Please collect every line in the data below that contains the word "green", copying each one in full.

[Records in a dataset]
=-=-=-=-=

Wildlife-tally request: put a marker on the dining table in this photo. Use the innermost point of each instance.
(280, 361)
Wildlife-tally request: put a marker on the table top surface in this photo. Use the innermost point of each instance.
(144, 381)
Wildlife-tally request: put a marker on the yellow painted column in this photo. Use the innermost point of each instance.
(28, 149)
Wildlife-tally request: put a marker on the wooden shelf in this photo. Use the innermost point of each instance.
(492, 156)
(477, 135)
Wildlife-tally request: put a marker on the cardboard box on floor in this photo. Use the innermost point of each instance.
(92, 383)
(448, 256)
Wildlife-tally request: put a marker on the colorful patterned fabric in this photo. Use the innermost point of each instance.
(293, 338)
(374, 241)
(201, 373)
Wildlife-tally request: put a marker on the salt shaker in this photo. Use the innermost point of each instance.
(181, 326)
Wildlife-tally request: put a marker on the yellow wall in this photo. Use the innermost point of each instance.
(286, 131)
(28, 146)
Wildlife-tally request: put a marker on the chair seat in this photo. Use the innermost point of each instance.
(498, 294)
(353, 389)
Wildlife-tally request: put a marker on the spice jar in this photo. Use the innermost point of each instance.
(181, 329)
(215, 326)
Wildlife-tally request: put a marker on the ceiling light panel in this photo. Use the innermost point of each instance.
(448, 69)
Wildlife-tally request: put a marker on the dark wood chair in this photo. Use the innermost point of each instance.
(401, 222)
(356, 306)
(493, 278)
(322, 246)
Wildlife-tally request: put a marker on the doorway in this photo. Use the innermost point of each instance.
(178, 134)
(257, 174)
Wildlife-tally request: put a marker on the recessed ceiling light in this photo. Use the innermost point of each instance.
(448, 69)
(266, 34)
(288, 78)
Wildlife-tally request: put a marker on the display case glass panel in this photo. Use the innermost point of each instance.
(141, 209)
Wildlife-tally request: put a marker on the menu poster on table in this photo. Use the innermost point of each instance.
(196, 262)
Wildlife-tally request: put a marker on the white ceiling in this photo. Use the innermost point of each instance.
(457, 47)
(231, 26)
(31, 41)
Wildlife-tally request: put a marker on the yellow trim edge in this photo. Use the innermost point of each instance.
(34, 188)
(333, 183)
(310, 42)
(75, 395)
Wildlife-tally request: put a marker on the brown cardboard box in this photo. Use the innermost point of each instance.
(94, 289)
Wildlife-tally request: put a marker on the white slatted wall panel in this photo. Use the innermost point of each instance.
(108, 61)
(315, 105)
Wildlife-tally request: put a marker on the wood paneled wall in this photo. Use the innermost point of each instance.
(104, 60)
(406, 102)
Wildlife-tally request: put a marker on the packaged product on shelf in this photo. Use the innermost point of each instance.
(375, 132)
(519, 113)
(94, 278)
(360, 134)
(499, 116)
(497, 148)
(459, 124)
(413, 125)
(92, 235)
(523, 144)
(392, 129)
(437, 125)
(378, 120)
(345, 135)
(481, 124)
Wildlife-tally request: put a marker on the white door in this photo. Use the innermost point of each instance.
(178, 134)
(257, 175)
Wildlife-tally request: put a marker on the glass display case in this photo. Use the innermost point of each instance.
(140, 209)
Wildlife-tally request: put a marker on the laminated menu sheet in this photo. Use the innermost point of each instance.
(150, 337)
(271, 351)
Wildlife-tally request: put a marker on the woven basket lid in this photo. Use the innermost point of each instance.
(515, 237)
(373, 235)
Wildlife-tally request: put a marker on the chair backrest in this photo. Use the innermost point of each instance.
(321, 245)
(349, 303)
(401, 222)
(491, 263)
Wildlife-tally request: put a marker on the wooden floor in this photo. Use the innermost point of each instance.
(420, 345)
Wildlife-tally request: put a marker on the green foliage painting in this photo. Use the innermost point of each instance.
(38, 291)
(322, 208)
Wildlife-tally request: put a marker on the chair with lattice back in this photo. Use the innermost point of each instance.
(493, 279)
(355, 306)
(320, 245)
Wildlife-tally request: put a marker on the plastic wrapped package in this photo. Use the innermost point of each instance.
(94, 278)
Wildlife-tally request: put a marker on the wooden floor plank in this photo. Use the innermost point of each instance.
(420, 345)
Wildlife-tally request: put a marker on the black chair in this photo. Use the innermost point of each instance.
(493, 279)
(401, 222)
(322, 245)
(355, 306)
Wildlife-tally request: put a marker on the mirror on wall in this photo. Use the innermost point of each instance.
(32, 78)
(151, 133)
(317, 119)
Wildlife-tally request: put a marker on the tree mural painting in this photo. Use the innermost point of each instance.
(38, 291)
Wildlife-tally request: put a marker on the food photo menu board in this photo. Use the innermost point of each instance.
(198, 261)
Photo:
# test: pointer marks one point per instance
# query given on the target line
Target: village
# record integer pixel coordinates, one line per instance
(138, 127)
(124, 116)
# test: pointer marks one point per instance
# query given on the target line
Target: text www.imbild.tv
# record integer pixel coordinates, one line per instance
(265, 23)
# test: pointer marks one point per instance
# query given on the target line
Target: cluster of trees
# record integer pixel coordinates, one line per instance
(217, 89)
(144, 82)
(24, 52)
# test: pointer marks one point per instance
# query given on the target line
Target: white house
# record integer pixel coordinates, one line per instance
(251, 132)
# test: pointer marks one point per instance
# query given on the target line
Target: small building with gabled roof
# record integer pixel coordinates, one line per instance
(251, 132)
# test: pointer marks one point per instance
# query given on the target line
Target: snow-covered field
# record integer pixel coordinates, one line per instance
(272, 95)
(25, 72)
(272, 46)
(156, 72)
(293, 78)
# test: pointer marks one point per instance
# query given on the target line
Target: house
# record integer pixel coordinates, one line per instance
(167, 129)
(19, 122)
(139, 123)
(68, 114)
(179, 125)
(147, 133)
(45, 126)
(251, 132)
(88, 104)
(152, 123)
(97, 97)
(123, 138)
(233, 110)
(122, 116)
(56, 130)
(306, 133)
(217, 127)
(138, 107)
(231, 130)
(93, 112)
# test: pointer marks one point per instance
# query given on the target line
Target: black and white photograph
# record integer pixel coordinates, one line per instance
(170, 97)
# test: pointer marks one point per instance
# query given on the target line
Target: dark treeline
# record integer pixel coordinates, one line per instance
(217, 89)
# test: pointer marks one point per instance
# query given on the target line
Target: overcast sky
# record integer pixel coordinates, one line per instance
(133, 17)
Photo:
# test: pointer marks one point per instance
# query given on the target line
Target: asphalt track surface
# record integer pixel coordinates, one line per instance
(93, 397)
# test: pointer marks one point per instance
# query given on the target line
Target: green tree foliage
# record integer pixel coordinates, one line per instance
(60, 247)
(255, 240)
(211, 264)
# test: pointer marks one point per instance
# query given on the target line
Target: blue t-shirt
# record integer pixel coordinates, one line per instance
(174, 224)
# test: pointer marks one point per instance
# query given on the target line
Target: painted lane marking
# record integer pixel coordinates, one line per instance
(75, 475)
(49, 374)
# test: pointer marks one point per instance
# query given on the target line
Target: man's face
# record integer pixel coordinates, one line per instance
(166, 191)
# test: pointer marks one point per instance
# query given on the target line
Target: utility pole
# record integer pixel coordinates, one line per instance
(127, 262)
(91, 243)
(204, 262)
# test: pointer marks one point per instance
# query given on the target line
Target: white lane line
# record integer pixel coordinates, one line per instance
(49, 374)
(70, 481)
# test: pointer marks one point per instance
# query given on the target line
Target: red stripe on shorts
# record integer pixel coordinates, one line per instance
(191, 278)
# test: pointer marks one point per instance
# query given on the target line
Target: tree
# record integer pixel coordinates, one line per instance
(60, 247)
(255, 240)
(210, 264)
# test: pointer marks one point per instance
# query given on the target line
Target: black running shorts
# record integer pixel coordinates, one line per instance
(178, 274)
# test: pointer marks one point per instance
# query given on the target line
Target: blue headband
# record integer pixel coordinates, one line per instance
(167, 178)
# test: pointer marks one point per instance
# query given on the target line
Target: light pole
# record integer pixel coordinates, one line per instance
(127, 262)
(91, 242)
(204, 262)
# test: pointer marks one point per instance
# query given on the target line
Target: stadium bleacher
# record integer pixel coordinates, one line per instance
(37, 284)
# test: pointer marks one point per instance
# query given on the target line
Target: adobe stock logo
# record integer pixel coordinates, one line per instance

=-=-=-=-=

ANSWER TO THIS TASK:
Wildlife-tally request: put a marker on the green foliage painting in this photo. Use the innermost point of each instance.
Target: green tree foliage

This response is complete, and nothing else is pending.